::: Supplied passage

CORRESP 1 filename1.htm

 

 

August 16, 2010

 

United States Securities and Exchange Commission

Division of Corporation Finance

100 F Street, NE

Washington, D.C. 20549-4238

 

Attention:                                         Mr. H. Roger Schwall, Assistant Director

 

Re:                             Kinross Gold Corporation (“Kinross” or the “Company”)

Form 40-F for the Fiscal Year Ended December 31, 2009 (the “Filing”)

File No. 001-13382

 

Dear Mr. Schwall:

 

Further to our letter of July 30, 2010, we have received your comment letter of June 29, 2010 regarding the Filing and provide our responses to the Staff comments below.  For ease of reference, we have repeated the Staff comments in italicized type and followed each comment with our response.

 

Form 40-F for the Year Ended December 31, 2009

Exhibit 99.3

Financial Statements

Note 4 — Acquisitions, page 99

 

1.                          We note that on December 16, 2008 you acquired a 40% interest in Minera Santa Rosa SCM (“Minera”) and subsequently purchased the remaining 60% interest on January 7, 2009.  We understand that as of December 31, 2008, you accounted for your 40% interest in Minera as an equity investment and upon obtaining control of the entity, in January 2009, you began to consolidate the entity and reclassified the original investment of $141.1 million to mineral interests.  Please tell us how you considered the guidance on acquisitions achieved in stages as seen in FASB ASC paragraphs 805-10-25-9 through 10, quantifying the impact this guidance would have on your U.S. GAAP results.

 

Response:

 

On November 20, 2008, Kinross announced that it had entered into separate agreements with Teck Cominco Ltd. (“Teck”) and certain subsidiaries of Anglo American plc (“Anglo”) pursuant to which Kinross would acquire a 100% interest in Minera Santa Rosa SCM (“Minera”).  Minera owns 100% of the Lobo-Marte gold project.

::::::
::: Data supplied

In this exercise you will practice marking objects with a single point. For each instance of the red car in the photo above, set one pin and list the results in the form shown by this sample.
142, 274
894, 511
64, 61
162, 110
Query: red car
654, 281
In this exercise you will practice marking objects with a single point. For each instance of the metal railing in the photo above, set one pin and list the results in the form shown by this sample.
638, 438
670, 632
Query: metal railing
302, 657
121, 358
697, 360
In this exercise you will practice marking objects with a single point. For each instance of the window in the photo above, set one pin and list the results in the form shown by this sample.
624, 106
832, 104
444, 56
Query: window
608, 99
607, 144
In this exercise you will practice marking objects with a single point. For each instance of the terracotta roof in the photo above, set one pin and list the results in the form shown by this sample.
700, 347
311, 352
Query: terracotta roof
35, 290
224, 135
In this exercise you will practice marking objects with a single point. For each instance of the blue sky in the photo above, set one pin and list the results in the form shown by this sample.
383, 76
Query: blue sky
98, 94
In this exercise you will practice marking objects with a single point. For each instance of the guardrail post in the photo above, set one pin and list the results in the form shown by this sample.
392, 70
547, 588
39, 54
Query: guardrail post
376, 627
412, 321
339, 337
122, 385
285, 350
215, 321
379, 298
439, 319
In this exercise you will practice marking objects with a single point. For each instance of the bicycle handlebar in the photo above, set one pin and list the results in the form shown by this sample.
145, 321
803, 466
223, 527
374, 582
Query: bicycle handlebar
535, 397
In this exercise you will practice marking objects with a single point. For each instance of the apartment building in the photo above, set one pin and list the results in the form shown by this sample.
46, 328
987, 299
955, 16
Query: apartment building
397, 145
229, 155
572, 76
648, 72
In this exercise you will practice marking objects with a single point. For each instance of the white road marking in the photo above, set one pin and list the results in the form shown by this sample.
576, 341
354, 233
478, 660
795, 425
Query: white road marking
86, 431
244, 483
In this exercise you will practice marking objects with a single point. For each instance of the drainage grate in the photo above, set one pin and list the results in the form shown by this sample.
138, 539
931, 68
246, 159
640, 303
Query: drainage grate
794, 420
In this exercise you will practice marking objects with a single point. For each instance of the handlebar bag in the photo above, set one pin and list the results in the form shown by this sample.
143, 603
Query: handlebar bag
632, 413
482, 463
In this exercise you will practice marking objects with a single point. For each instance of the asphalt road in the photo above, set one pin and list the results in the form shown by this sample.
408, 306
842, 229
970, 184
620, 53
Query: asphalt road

::::::

> What is required
Continue the Kinross Gold letter answering the SEC staff comment on the Minera Santa Rosa acquisition, starting right after its last sentence.

> Reply to the exercise
 

 



 

On December 16, 2008, Kinross completed the acquisition of a 40% interest in Minera from certain subsidiaries of Anglo.  This acquisition was accounted for as an equity investment as of December 31, 2008 because it was determined that Kinross had significant influence.

 

On January 7, 2009 Kinross acquired the remaining 60% interest in Minera from Teck, thereby acquiring 100% of Minera, and, in accordance with FASB ASC paragraphs 805-10-25-1, Kinross determined whether the acquisition of Minera was a business combination by applying the definition of a business, as defined in FASB ASC paragraph 805-10-20.  Application of these paragraphs requires that the assets acquired and the liabilities assumed constitute a business.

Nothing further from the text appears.